**EXERCISE DETAILS:**
Show all lines from the data that include the word "below".

**DATA:**
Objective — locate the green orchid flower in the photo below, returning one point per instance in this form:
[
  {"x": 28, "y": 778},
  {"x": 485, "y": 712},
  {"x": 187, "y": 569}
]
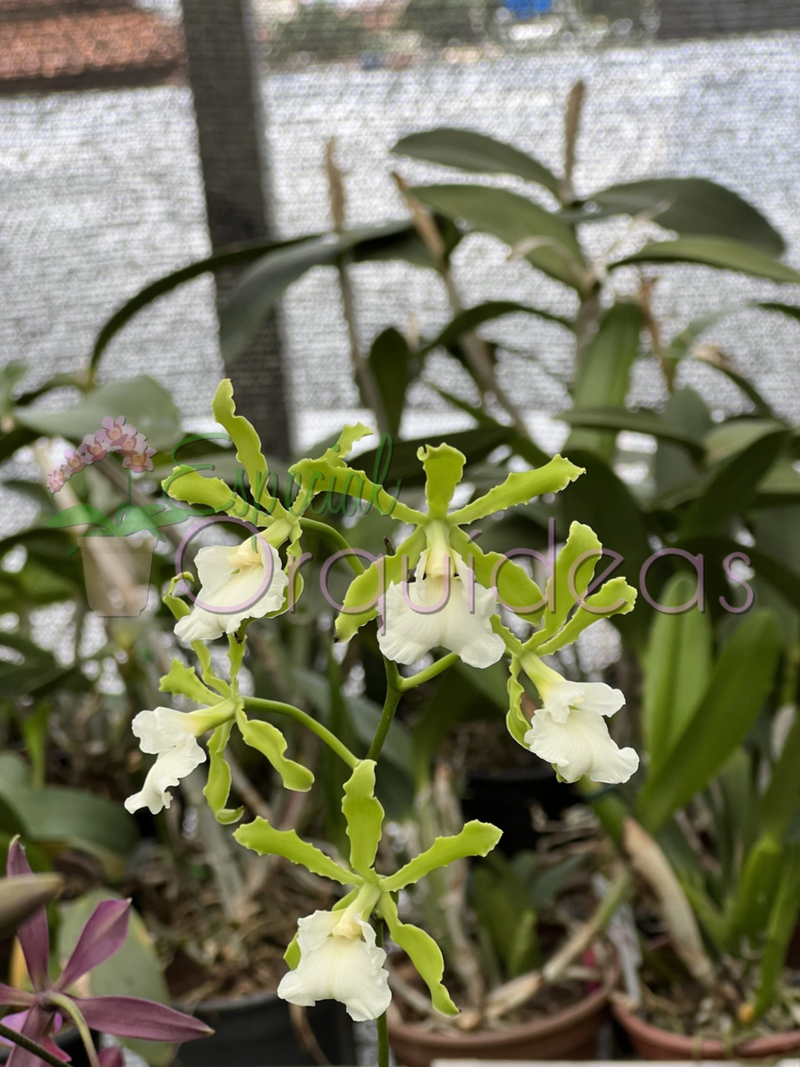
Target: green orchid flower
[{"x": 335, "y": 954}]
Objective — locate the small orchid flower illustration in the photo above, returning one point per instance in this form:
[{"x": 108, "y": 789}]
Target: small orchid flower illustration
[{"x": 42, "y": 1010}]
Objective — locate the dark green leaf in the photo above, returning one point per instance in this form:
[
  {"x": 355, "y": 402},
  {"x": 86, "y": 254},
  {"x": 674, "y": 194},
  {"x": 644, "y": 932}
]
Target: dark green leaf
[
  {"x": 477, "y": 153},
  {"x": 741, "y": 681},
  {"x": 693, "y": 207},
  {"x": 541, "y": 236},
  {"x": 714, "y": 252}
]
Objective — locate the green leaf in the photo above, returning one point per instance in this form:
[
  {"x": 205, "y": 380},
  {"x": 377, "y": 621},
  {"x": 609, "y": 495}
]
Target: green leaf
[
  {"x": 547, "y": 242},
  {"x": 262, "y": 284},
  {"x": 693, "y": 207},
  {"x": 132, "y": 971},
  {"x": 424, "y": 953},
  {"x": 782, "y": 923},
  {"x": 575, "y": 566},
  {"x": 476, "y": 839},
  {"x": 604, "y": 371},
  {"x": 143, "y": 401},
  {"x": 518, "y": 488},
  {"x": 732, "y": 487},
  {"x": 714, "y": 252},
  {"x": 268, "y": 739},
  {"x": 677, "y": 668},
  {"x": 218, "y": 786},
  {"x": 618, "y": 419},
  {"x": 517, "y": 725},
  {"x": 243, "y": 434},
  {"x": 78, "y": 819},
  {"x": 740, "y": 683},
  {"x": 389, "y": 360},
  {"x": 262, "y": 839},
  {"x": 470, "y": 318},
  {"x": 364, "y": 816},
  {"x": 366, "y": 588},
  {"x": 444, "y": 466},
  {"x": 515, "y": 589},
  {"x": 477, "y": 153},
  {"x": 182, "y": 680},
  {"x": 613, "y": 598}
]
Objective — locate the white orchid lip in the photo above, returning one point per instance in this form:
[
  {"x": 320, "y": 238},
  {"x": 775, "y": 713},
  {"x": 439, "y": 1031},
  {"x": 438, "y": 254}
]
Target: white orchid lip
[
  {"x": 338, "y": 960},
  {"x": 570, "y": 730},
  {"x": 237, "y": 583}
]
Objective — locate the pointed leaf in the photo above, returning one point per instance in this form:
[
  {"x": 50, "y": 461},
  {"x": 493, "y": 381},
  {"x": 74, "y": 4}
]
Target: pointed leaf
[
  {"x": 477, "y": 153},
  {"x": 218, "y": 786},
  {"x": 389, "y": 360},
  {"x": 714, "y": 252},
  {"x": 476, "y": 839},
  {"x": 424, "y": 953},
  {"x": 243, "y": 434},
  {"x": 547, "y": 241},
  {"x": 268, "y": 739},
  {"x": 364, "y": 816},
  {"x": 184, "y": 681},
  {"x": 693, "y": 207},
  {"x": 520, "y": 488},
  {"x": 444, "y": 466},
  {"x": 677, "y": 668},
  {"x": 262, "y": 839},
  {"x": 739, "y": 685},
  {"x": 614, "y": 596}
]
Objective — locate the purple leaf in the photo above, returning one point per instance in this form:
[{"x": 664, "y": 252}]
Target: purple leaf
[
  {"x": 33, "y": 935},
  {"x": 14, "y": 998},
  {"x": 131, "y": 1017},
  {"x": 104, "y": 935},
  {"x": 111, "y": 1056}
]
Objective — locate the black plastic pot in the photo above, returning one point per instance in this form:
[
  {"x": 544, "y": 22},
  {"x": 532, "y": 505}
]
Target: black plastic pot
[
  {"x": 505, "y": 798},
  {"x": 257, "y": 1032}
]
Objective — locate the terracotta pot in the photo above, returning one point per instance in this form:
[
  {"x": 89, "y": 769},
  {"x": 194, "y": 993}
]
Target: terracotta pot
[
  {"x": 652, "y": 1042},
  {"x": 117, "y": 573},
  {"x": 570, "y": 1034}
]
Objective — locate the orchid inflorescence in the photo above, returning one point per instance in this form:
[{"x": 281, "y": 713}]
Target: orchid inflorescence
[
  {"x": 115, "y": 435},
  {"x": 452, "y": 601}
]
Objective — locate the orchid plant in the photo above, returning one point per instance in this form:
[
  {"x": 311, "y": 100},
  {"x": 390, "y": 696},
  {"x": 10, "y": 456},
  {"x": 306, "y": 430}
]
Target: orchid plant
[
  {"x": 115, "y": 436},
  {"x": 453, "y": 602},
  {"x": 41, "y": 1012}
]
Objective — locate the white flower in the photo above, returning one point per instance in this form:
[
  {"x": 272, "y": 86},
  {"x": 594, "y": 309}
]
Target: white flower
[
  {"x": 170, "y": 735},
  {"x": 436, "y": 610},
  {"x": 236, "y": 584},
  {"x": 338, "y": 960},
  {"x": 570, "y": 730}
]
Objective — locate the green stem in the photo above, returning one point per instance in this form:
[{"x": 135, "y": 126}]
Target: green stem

==

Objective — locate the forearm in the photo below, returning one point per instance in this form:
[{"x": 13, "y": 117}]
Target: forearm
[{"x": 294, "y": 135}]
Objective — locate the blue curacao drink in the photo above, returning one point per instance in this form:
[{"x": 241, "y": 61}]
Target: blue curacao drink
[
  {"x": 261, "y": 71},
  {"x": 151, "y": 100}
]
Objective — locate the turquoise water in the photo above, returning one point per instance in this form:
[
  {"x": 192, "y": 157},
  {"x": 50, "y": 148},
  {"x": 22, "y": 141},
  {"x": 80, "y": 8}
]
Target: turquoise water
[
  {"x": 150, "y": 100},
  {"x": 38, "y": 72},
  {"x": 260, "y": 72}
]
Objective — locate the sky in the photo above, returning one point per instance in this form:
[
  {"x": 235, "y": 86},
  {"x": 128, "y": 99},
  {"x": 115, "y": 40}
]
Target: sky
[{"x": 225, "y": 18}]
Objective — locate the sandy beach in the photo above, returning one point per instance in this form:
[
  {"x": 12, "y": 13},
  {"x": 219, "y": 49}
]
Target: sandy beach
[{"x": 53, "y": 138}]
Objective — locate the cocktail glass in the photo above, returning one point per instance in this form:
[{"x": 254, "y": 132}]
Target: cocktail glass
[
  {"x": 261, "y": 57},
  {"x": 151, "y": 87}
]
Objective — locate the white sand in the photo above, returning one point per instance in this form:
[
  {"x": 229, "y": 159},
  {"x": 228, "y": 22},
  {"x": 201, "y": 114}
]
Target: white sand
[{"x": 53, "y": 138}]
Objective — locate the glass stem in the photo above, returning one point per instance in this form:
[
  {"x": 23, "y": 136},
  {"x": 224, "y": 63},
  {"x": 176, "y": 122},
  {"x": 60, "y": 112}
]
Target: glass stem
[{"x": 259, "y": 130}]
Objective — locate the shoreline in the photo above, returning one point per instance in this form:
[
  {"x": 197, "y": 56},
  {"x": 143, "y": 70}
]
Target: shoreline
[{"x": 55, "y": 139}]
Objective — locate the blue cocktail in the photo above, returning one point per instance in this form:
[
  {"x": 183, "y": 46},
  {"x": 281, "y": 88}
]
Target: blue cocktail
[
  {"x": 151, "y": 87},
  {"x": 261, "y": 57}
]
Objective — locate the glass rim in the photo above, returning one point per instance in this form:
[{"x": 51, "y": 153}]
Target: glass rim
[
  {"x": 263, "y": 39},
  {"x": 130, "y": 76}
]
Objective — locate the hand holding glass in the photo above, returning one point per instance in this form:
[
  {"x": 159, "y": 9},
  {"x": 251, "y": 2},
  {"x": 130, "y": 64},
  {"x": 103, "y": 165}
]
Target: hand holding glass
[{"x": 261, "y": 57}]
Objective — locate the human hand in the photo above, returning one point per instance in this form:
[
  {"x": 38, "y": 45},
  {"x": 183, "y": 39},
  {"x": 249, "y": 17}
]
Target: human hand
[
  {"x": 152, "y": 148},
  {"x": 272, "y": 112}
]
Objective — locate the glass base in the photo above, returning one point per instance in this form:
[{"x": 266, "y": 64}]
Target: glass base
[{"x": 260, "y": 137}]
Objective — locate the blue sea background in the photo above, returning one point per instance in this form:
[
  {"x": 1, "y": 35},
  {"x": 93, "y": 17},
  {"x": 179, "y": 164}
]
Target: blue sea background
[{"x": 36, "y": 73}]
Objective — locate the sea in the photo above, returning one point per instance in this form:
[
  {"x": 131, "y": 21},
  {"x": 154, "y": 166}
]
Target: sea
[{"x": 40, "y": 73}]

**SOLUTION TO THIS PROBLEM:**
Objective — locate the green orchid flower in the photo below, returning one point per instance in this form:
Objective — locate the forearm in the photo below, returning one point per instance in this form:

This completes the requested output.